[Task instructions]
1. Answer these questions about the page on testing bundled workflows:
(a) Which CWL implementation does the page suggest using?
(b) Why does the page recommend running tests in a temporary scratch directory?
(c) For testing the AQS workflow with DockerRequirement, which directory's workflows are used in place of src/cwl?
2. Please rewrite the part of the entries that opens with the line containing "the green hedge" and closes with the last line of the entries, putting "red jersey" in place of "red kit" and changing nothing else. Leave the pictures out of your answer.
:: Document extract
Testing bundled workflows
Introduction to testing and prerequisites
Introduction to using workflows with Dorieh can be found in Data Processing Pipelines
Bundled workflows can be tested in two ways:
With a local installation of dorieh package
Using Docker image
Regardless of the option you need to install a CWL implementation. We suggest that You create a Python virtual environment for trying this workflow, or use an existing one. If you are creating a new virtual environment, run the following command:
python3 -m venv $path
source $path/bin/activate
where $path is a path to a directory, that will be created and where the new visualiser environment will reside.
To run the workflow you need to install a CWL implementation. We suggest using Toil. To install Toil just run the following command in your Python Virtual Environment:
pip install "toil[cwl,aws]"
If you would like to test workflows with a local installation of Dorieh, execute this additional command:
pip install dorieh
Before running any test
Tests write significant amount of logs, therefore we recommend running them in a temporary scratch directory.
First, create a scratch directory:
mkdir -p scratch/testxx
cd scratch/testxx
You will also need to create a database connection file, see Managing database connections for details and examples.
Further we assume the following environment variables:
export dbini=${/path/to/database.ini}
export connection=${section_name_in_database.ini}
We also assume that you are using Toil as CWL implementation. If you use a different implementation,
you will need to replace toil-cwl-runner
command with an appropriate alternative
Testing AQS workflow
See also
Before running the test
Create a scratch directory:
mkdir -p scratch/aqs
cd scratch/aqs
Export environment variables:
export dbini=${/path/to/database.ini}
export connection=${section_name_in_database.ini}
Testing local installation
If you have installed dorieh locally, run the following command
toil-cwl-runner --retryCount 0 --cleanWorkDir never --outdir outputs --workDir . \
https://raw.githubusercontent.com/ForomePlatform/dorieh/main/src/cwl/test_aqs.cwl \
--database ${dbini} --connection_name ${connection} \
--test_script https://raw.githubusercontent.com/ForomePlatform/dorieh/main/src/cwl/test_cases/aqs_test.sql \
--aggregation annual --parameter_code PM25 --table pm25_annual --years 2011 --years 2010
Testing AQS workflow with DockerRequirement
We will use workflows from src/workflows instead of src/cwl directory.
::::
:: Stored records
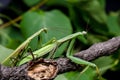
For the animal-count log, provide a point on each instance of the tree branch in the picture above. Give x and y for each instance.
(48, 68)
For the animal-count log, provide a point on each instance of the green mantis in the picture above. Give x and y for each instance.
(48, 48)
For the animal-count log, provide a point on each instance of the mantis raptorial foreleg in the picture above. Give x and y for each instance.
(20, 49)
(81, 61)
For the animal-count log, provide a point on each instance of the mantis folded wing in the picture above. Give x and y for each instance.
(46, 49)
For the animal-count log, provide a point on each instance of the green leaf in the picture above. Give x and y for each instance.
(94, 9)
(75, 75)
(56, 22)
(113, 24)
(31, 2)
(104, 63)
(4, 52)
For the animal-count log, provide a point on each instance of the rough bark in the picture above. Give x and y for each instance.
(58, 66)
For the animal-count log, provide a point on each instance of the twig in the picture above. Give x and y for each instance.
(60, 65)
(20, 17)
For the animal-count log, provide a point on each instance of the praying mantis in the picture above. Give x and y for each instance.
(48, 48)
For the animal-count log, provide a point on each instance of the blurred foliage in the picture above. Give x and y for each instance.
(61, 17)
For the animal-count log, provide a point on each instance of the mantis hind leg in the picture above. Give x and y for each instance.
(81, 61)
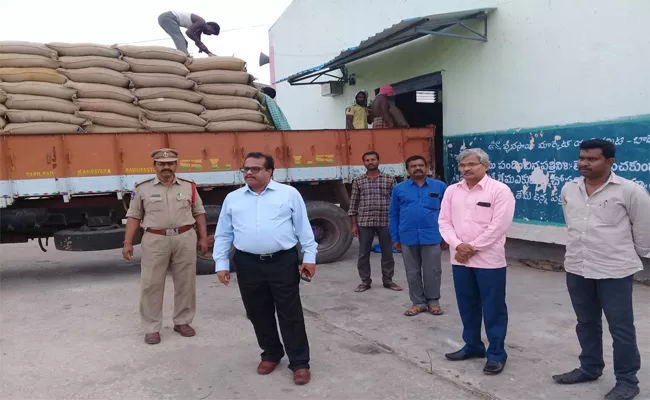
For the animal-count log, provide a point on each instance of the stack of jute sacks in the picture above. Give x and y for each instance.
(84, 87)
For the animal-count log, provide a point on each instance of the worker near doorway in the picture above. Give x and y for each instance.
(172, 21)
(357, 116)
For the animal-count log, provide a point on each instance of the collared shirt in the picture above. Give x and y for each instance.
(165, 207)
(359, 116)
(263, 223)
(414, 212)
(370, 199)
(479, 217)
(607, 231)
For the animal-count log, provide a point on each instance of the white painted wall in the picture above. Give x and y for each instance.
(546, 62)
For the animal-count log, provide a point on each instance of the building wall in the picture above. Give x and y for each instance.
(546, 63)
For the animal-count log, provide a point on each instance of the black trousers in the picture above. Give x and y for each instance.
(592, 297)
(267, 285)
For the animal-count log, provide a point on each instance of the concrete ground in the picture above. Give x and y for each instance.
(70, 329)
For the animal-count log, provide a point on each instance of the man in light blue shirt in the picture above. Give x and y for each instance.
(265, 220)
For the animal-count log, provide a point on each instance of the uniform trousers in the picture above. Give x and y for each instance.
(269, 285)
(160, 254)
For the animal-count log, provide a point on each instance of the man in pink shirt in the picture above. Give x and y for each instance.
(474, 217)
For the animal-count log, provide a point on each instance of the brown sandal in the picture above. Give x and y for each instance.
(414, 310)
(435, 309)
(362, 287)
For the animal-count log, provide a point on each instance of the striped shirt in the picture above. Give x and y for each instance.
(370, 200)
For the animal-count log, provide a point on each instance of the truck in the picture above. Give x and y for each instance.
(76, 188)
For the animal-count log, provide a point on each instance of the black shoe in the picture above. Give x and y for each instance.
(462, 355)
(575, 376)
(494, 367)
(622, 391)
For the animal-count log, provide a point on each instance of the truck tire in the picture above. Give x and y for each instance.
(93, 239)
(332, 230)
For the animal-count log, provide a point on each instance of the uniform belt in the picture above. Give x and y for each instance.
(269, 256)
(170, 232)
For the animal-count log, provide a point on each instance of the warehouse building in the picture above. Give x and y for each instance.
(526, 80)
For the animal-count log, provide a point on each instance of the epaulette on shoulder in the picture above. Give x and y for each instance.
(141, 182)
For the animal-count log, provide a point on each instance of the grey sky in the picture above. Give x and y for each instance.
(244, 24)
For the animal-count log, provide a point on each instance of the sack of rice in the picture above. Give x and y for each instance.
(83, 49)
(171, 105)
(99, 91)
(217, 102)
(110, 119)
(153, 53)
(233, 114)
(17, 47)
(29, 116)
(96, 75)
(69, 62)
(216, 76)
(43, 128)
(236, 126)
(159, 80)
(156, 66)
(31, 74)
(39, 89)
(29, 102)
(168, 93)
(174, 117)
(13, 60)
(217, 62)
(229, 89)
(109, 106)
(111, 129)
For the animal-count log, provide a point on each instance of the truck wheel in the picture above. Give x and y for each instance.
(332, 230)
(93, 239)
(205, 263)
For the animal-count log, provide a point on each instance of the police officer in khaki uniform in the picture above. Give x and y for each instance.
(167, 207)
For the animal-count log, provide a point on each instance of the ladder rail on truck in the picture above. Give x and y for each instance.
(75, 188)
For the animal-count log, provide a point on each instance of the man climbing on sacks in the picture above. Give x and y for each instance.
(167, 207)
(172, 21)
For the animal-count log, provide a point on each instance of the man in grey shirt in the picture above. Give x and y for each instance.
(608, 221)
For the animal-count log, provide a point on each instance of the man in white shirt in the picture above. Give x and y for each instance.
(172, 21)
(608, 221)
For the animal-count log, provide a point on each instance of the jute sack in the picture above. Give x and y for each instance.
(96, 75)
(109, 106)
(42, 127)
(110, 119)
(174, 117)
(159, 80)
(216, 102)
(229, 89)
(111, 129)
(99, 91)
(236, 126)
(171, 105)
(18, 47)
(216, 76)
(155, 126)
(233, 114)
(168, 93)
(83, 49)
(153, 53)
(217, 62)
(39, 89)
(28, 116)
(69, 62)
(29, 102)
(156, 66)
(31, 74)
(14, 60)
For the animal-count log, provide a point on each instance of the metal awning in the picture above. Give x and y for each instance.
(403, 32)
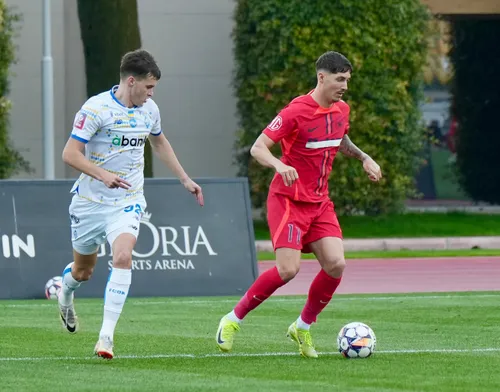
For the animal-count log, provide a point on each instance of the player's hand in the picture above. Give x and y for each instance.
(372, 169)
(195, 189)
(113, 181)
(288, 173)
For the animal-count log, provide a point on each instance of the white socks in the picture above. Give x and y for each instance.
(301, 324)
(114, 299)
(232, 316)
(69, 285)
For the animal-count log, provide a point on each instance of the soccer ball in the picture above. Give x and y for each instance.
(356, 340)
(53, 287)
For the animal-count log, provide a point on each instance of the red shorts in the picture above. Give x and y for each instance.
(295, 224)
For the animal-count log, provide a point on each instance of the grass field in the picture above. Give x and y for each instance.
(431, 342)
(396, 254)
(410, 225)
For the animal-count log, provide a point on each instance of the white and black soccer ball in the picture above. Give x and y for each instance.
(53, 287)
(356, 340)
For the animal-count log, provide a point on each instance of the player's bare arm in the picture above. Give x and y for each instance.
(163, 150)
(261, 151)
(348, 148)
(73, 156)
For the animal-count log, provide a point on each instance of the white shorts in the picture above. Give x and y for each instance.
(92, 223)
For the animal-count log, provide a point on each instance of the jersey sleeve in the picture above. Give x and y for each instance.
(87, 122)
(282, 125)
(155, 118)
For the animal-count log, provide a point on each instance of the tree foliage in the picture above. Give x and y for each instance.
(276, 45)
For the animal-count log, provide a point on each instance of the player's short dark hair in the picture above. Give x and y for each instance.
(333, 62)
(139, 64)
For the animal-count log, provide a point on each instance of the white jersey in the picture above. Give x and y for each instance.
(114, 138)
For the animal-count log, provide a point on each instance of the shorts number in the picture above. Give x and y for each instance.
(291, 228)
(137, 210)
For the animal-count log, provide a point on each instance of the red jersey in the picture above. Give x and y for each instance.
(310, 137)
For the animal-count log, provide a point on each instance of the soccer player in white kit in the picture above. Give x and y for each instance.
(107, 146)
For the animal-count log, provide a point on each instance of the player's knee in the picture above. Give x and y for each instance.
(122, 259)
(288, 272)
(82, 274)
(335, 266)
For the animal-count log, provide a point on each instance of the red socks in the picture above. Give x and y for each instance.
(320, 294)
(261, 289)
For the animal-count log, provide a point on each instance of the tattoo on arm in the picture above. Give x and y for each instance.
(348, 148)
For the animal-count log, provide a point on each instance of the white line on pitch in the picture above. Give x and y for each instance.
(243, 355)
(340, 297)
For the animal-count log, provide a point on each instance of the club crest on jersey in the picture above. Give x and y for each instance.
(275, 124)
(80, 120)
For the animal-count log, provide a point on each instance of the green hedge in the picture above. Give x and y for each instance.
(476, 93)
(109, 29)
(276, 45)
(11, 161)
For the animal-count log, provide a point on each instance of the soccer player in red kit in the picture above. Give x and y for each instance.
(312, 128)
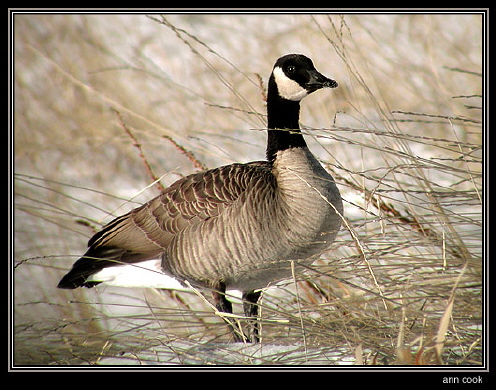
::::
[Solutions per task]
1.
(a) Toil.
(b) Tests write a significant amount of logs.
(c) src/workflows.

2.
For the animal-count log, provide a point on each instance of the green hedge in the picture above. Give x and y for each instance.
(476, 93)
(109, 29)
(276, 45)
(11, 161)
For the animal-count log, provide a point on each instance of the soccer player in red jersey in the picture above. Give x and y for each instance.
(312, 128)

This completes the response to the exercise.